** The task **
Convert every line in the items below into a numbered list, skipping any blank lines. Leave the pictures out of your answer.

** Provided material **
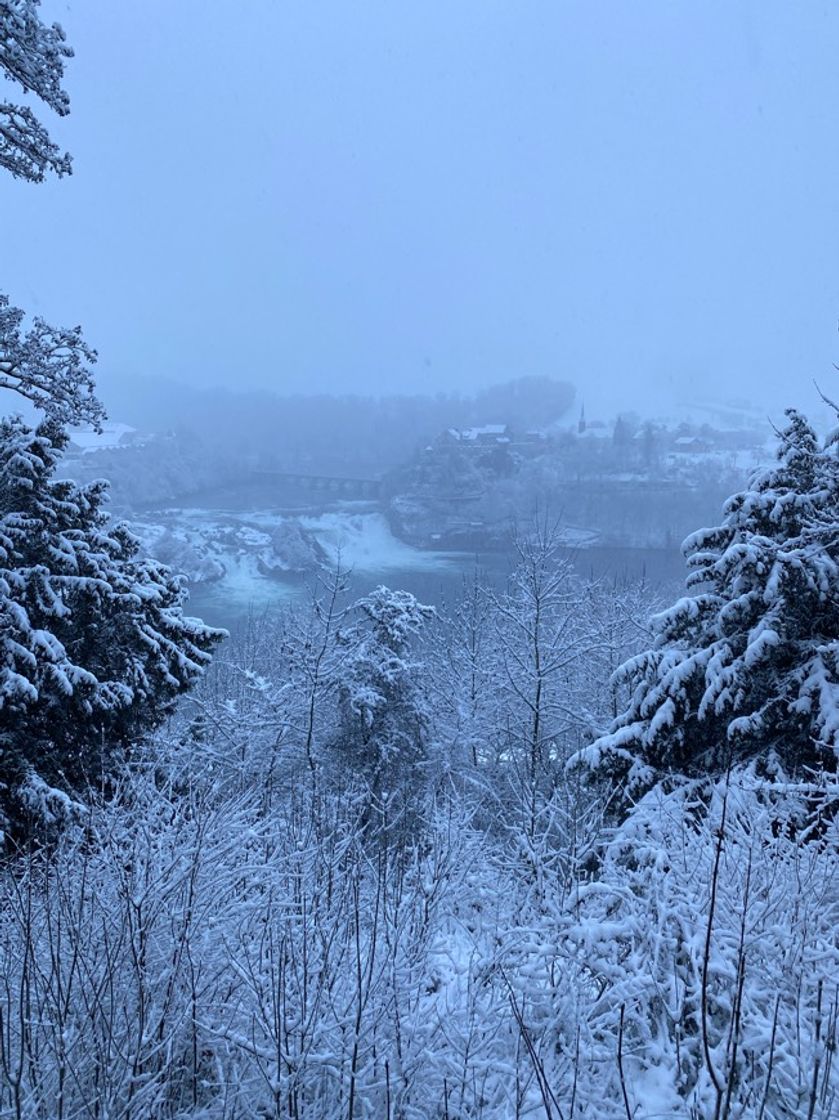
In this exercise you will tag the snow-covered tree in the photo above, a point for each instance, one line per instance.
(383, 719)
(49, 366)
(94, 646)
(747, 666)
(31, 55)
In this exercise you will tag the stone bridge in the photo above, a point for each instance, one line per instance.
(337, 485)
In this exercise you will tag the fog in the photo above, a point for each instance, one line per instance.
(383, 198)
(419, 626)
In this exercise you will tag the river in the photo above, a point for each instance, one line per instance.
(359, 537)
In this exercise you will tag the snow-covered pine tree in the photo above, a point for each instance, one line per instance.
(50, 366)
(94, 645)
(746, 669)
(383, 720)
(31, 55)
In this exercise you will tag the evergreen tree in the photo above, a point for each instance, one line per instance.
(94, 646)
(747, 666)
(31, 55)
(383, 721)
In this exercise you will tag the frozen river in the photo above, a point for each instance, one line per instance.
(359, 538)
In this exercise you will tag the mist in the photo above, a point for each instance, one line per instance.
(399, 198)
(419, 560)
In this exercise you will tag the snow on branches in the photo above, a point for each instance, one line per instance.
(49, 366)
(94, 646)
(31, 55)
(748, 665)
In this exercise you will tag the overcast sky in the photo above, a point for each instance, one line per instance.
(378, 195)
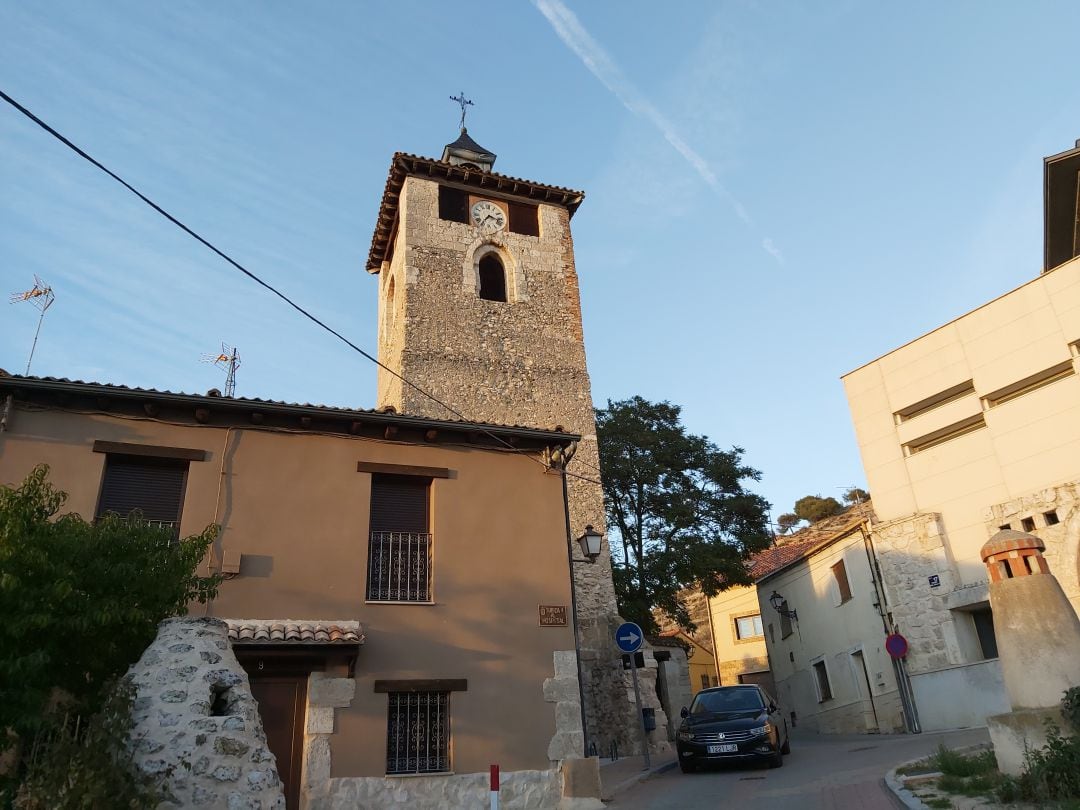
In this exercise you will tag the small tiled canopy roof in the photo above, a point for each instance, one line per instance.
(808, 541)
(291, 632)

** Response to this exercise **
1. In this exercise you will tag the snow-covered tree in the photo above, a point for each instance, one line per instance.
2. (383, 719)
3. (49, 366)
4. (94, 646)
5. (747, 666)
6. (31, 55)
7. In this exercise you will tag the stone bridge in the photo above, a point for each instance, one line per instance.
8. (337, 485)
9. In this exercise you will tag the fog in the photo above, a point for each instance, one line per instance.
10. (383, 198)
11. (419, 626)
12. In this exercise you will tag the river in the photo above, a point for each instance, one line per instance.
13. (359, 537)
14. In this exercise you will tag the snow-covered pine tree in the photo above, a point for each instance, one line per instance.
15. (50, 366)
16. (94, 645)
17. (746, 669)
18. (383, 720)
19. (31, 55)
20. In this exercise you will tag the evergreen tree in the photo above, a point for each instance, one line per instance.
21. (94, 646)
22. (747, 666)
23. (31, 55)
24. (383, 721)
25. In this exercise you will tag the frozen river in the photo above, a point for each instance, one line per instance.
26. (359, 538)
27. In this exercise you will tag the mist in the photo above, a point for each instance, one line per instance.
28. (399, 198)
29. (419, 560)
30. In this exercise you will tag the snow on branches in the photo above, a point for each instance, one line per instance.
31. (49, 366)
32. (94, 646)
33. (31, 55)
34. (748, 665)
35. In this exercise you will tag the overcast sky in the photo above, a point for each instance, one line per instance.
36. (378, 195)
37. In this exercise you will tag the small tiled canopy roof in the photo above, a point for each instance, one line per instance.
38. (808, 541)
39. (291, 632)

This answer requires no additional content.